[BEGIN]

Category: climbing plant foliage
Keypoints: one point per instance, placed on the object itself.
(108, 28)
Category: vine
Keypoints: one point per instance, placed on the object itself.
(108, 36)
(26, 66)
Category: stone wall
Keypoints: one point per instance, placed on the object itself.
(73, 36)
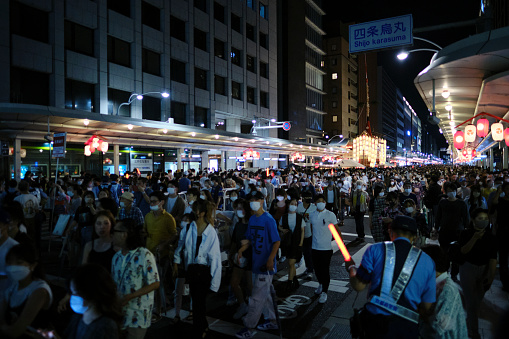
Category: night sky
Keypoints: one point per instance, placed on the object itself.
(425, 13)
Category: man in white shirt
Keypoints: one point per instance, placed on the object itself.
(306, 209)
(30, 206)
(321, 245)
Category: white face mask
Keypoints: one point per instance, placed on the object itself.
(255, 205)
(77, 304)
(17, 272)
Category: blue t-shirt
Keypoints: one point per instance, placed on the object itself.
(262, 232)
(420, 288)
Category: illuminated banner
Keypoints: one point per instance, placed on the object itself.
(381, 34)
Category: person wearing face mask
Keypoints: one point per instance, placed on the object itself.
(479, 250)
(175, 205)
(142, 195)
(321, 245)
(475, 200)
(128, 210)
(376, 207)
(95, 302)
(26, 301)
(452, 218)
(407, 193)
(202, 259)
(134, 270)
(263, 237)
(6, 243)
(242, 270)
(294, 225)
(358, 207)
(423, 232)
(500, 204)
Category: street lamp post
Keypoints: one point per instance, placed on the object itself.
(140, 97)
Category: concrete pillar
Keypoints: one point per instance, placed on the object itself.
(505, 154)
(17, 159)
(180, 151)
(204, 160)
(116, 159)
(491, 159)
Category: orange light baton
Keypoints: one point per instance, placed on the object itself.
(340, 242)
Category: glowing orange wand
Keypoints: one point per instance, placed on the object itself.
(340, 242)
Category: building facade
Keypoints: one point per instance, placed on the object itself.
(301, 69)
(341, 85)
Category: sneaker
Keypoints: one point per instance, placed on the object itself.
(323, 298)
(242, 310)
(244, 333)
(231, 301)
(267, 325)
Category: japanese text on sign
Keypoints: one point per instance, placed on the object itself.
(381, 34)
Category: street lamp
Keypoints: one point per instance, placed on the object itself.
(140, 97)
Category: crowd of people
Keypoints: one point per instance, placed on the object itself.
(134, 240)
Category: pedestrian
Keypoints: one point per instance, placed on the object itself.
(359, 206)
(479, 251)
(395, 299)
(202, 259)
(263, 237)
(321, 245)
(134, 270)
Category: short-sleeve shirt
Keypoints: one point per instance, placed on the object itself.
(421, 287)
(159, 229)
(322, 236)
(262, 232)
(306, 212)
(29, 203)
(132, 272)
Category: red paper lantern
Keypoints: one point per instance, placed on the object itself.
(459, 139)
(506, 136)
(483, 127)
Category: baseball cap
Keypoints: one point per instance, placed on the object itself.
(257, 196)
(405, 223)
(127, 196)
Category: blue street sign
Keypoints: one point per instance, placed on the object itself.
(380, 34)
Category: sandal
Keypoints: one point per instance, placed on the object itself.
(189, 318)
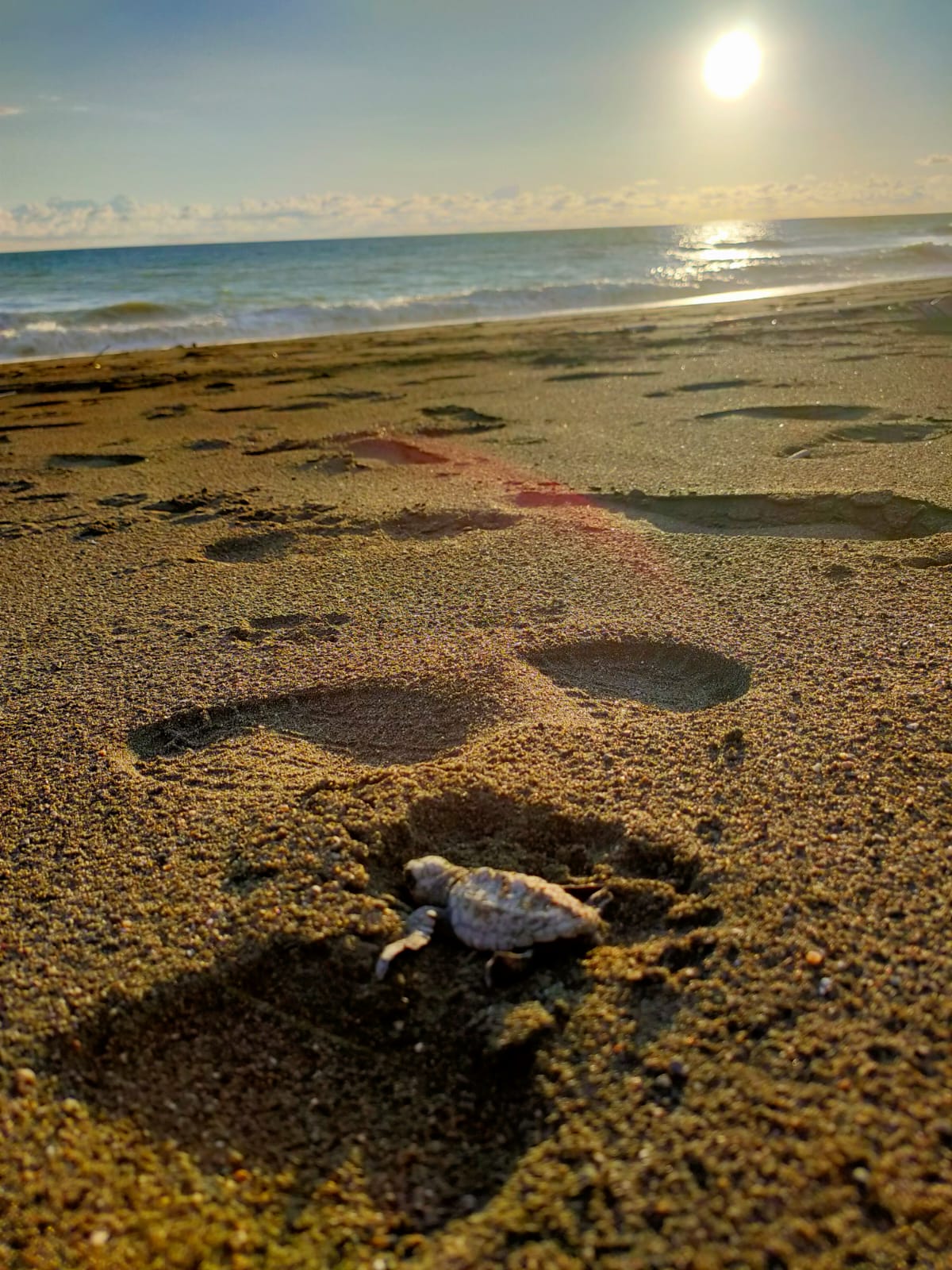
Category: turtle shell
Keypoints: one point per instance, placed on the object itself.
(501, 911)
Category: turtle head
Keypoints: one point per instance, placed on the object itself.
(429, 879)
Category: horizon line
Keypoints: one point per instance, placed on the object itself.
(566, 229)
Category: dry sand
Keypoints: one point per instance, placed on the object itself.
(660, 600)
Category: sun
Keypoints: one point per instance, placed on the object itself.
(733, 65)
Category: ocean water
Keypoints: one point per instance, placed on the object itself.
(55, 304)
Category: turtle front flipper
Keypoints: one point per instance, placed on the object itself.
(419, 929)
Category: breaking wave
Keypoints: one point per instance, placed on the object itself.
(162, 298)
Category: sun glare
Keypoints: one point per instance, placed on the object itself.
(733, 65)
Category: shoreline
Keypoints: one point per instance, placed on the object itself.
(654, 605)
(752, 296)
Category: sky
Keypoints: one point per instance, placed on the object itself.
(175, 121)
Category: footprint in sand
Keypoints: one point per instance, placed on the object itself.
(809, 410)
(391, 450)
(378, 722)
(41, 427)
(296, 628)
(575, 376)
(251, 548)
(873, 514)
(716, 385)
(459, 419)
(79, 461)
(670, 676)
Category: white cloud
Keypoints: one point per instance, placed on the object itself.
(121, 220)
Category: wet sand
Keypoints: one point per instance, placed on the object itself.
(659, 601)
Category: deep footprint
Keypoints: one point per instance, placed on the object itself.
(823, 412)
(251, 548)
(889, 433)
(287, 1049)
(875, 514)
(666, 675)
(378, 723)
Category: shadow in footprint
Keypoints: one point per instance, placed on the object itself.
(480, 826)
(822, 412)
(574, 376)
(716, 385)
(391, 450)
(459, 419)
(871, 514)
(378, 723)
(666, 675)
(291, 1053)
(251, 548)
(888, 433)
(41, 427)
(76, 461)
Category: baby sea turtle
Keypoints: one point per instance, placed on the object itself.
(492, 908)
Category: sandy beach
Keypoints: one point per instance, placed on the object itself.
(659, 601)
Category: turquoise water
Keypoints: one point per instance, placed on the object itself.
(88, 302)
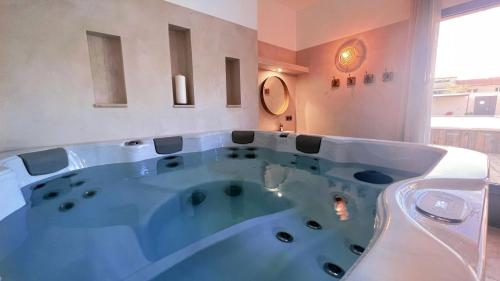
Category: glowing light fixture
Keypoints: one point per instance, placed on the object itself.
(350, 55)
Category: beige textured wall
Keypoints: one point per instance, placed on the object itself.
(46, 93)
(368, 111)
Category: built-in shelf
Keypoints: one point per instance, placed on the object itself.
(116, 105)
(106, 65)
(283, 67)
(184, 105)
(233, 85)
(181, 61)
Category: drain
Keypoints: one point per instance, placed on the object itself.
(357, 250)
(50, 195)
(284, 237)
(89, 194)
(78, 183)
(133, 143)
(333, 270)
(38, 186)
(172, 165)
(374, 177)
(233, 190)
(197, 197)
(69, 175)
(313, 224)
(64, 207)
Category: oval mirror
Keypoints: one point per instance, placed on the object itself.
(274, 95)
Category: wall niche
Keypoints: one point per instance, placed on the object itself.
(181, 61)
(233, 84)
(106, 64)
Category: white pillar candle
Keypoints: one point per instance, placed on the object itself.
(180, 89)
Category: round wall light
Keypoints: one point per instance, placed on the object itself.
(350, 55)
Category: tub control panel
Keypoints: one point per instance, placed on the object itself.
(442, 206)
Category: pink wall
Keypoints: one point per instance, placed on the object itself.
(277, 24)
(366, 111)
(267, 121)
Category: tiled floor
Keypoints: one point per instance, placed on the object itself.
(493, 255)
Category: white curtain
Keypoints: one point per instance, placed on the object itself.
(424, 28)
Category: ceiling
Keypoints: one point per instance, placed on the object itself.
(297, 5)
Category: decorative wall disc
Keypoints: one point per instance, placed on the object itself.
(350, 55)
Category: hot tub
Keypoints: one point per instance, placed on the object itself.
(243, 205)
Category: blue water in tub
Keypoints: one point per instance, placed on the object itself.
(225, 214)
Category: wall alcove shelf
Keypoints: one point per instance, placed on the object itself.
(181, 60)
(106, 65)
(287, 68)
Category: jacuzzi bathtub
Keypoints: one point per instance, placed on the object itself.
(430, 224)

[END]

* _Task objective_
Retype every one of the records above line for line, with no changes. Leave the pictures out.

* _Response to the task_
Category: climbing plant foliage
Keypoints: one point per instance, placed on the object itself.
(108, 28)
Category: vine
Keypoints: one point per instance, placed on the object itself.
(108, 36)
(26, 66)
Category: stone wall
Keypoints: one point per instance, placed on the object itself.
(73, 36)
Category: night sky
Keypoints: one point per instance, placed on the object itself.
(425, 13)
Category: man in white shirt
Keypoints: one point per instance, placed on the object itself.
(306, 209)
(30, 206)
(321, 245)
Category: white face mask
Keypoints: one point per instance, placed on the object itself.
(255, 205)
(77, 304)
(17, 272)
Category: blue t-shirt
Keypoints: one point per instance, placed on the object itself.
(262, 232)
(420, 288)
Category: illuminated banner
Keypoints: one point per instance, placed on the object itself.
(381, 34)
Category: person wearing face mask
Keypoints: one point per instance, placed on the object itself.
(479, 250)
(175, 205)
(142, 195)
(321, 245)
(475, 200)
(128, 210)
(376, 207)
(95, 302)
(26, 301)
(452, 218)
(407, 193)
(202, 259)
(134, 270)
(263, 237)
(6, 243)
(242, 270)
(294, 225)
(358, 207)
(423, 232)
(500, 204)
Category: street lamp post
Keypoints: one point per instance, placed on the object itself.
(140, 97)
Category: concrete pillar
Keypoints: one point per instance, placed on the object itself.
(505, 154)
(17, 159)
(180, 151)
(204, 160)
(116, 159)
(491, 159)
Category: orange light baton
Keypoints: one point per instance, placed on the object itself.
(340, 242)
Category: glowing orange wand
Keypoints: one point per instance, placed on the object itself.
(340, 242)
Category: building facade
Keypoints: one point per instance, placed on the object itself.
(301, 69)
(341, 85)
Category: sneaker
Keypoints: one point per instance, placed on the object itself.
(323, 298)
(242, 310)
(244, 333)
(231, 301)
(267, 325)
Category: japanese text on sign
Keypoints: one point per instance, placed on the object itself.
(381, 34)
Category: street lamp
Keypoints: one point per instance, placed on the object itself.
(140, 97)
Category: crowd of people
Keypoints: one point per instance, placed on the object itself.
(134, 240)
Category: pedestrian
Keypoints: one point per instance, placed on the object itself.
(359, 206)
(479, 251)
(395, 299)
(202, 259)
(263, 237)
(321, 245)
(134, 270)
Category: short-sleeve shirt
Keypoints: one point per instance, placed on the object itself.
(421, 287)
(159, 229)
(322, 236)
(262, 232)
(306, 212)
(29, 203)
(132, 272)
Category: red paper lantern
Keypoints: one point per instance, placed on the object itself.
(459, 139)
(506, 136)
(483, 127)
Category: baseball cap
Keypoints: one point per instance, placed on the object itself.
(257, 196)
(405, 223)
(127, 196)
Category: blue street sign
Keypoints: one point per instance, placed on the object itself.
(380, 34)
Category: sandal
Keypoints: one point per instance, placed on the object itself.
(189, 318)
Category: turtle shell
Keypoints: one point per instance, placed on the object itself.
(501, 911)
Category: turtle head
Keypoints: one point per instance, placed on the object itself.
(429, 879)
Category: horizon line
Keypoints: one point per instance, placed on the object itself.
(566, 229)
Category: dry sand
Keypoints: one point per instance, placed on the object itself.
(660, 600)
Category: sun
Keypoints: one point per instance, placed on the object itself.
(733, 65)
Category: ocean water
Keypoints: one point per instance, placed on the object itself.
(55, 304)
Category: turtle front flipper
Keypoints: one point per instance, placed on the object itself.
(419, 929)
Category: breaking wave
Keypoints: one point per instance, placed on the object itself.
(162, 298)
Category: sun glare
Keypoints: one point per instance, placed on the object itself.
(733, 65)
Category: shoreline
Keypoints: one point per instance, placed on the object itself.
(654, 605)
(752, 296)
Category: sky
Keypoints: one point per instance, placed on the object itself.
(175, 121)
Category: footprint in sand
Keypoints: one point per instance, placed on the object itself.
(809, 410)
(391, 450)
(378, 722)
(41, 427)
(296, 628)
(575, 376)
(251, 548)
(873, 514)
(716, 385)
(459, 419)
(79, 461)
(670, 676)
Category: white cloud
Keypoints: one point per instance, placed on the object itself.
(121, 220)
Category: wet sand
Keypoints: one point per instance, placed on the object itself.
(659, 601)
Category: deep footprint
Keypoints: one point per instance, placed on the object itself.
(823, 412)
(251, 548)
(889, 433)
(287, 1049)
(875, 514)
(666, 675)
(378, 723)
Category: shadow in footprint
Keypoints: one point per instance, placed on the object itself.
(480, 826)
(822, 412)
(574, 376)
(716, 385)
(391, 450)
(459, 419)
(871, 514)
(378, 723)
(666, 675)
(291, 1053)
(251, 548)
(888, 433)
(41, 427)
(76, 461)
Category: baby sea turtle
Keypoints: one point per instance, placed on the object itself.
(492, 908)
Category: sandy beach
Keypoints: one point per instance, placed on the object itself.
(659, 601)
Category: turquoise water
Keypoints: one point per instance, placed on the object itself.
(88, 302)
Category: glowing light fixture
Keypoints: one point per instance, placed on the object itself.
(350, 55)
Category: beige textured wall
Keypoints: one point per instance, placed on the object itself.
(46, 93)
(368, 111)
Category: built-in shelf
Keypoints: one point per instance, placed on the object itself.
(116, 105)
(106, 65)
(283, 67)
(184, 105)
(233, 85)
(181, 61)
Category: drain
Keypoints: one point per instance, placed on the object itself.
(357, 250)
(50, 195)
(284, 237)
(89, 194)
(78, 183)
(133, 143)
(333, 270)
(38, 186)
(172, 165)
(374, 177)
(233, 190)
(197, 197)
(69, 175)
(313, 224)
(64, 207)
Category: oval mirror
Keypoints: one point per instance, placed on the object itself.
(274, 95)
Category: wall niche
Keypoints: one point per instance, placed on the object itself.
(181, 61)
(233, 84)
(106, 64)
Category: white pillar candle
Keypoints: one point per instance, placed on the object itself.
(180, 89)
Category: round wall light
Keypoints: one point per instance, placed on the object itself.
(350, 55)
Category: tub control panel
Keypoints: one point per instance, placed on the object itself.
(442, 206)
Category: pink wall
Keypoints: one point per instance, placed on the object itself.
(277, 24)
(366, 111)
(267, 121)
Category: tiled floor
Keypoints: one point per instance, placed on the object itself.
(493, 255)
Category: white curtain
Keypoints: one point per instance, placed on the object itself.
(424, 28)
Category: ceiling
Keypoints: one point per instance, placed on the object itself.
(297, 5)
Category: decorative wall disc
Keypoints: one point per instance, placed on the object itself.
(350, 55)
Category: hot tub
Keypoints: one point per instance, placed on the object itself.
(243, 205)
Category: blue water in tub
Keypoints: one point per instance, placed on the object itself.
(225, 214)
Category: wall alcove shelf
Keypoints: one point per instance, placed on the object itself.
(181, 60)
(106, 65)
(287, 68)
Category: jacuzzi bathtub
Keypoints: one point per instance, placed on the object itself.
(430, 224)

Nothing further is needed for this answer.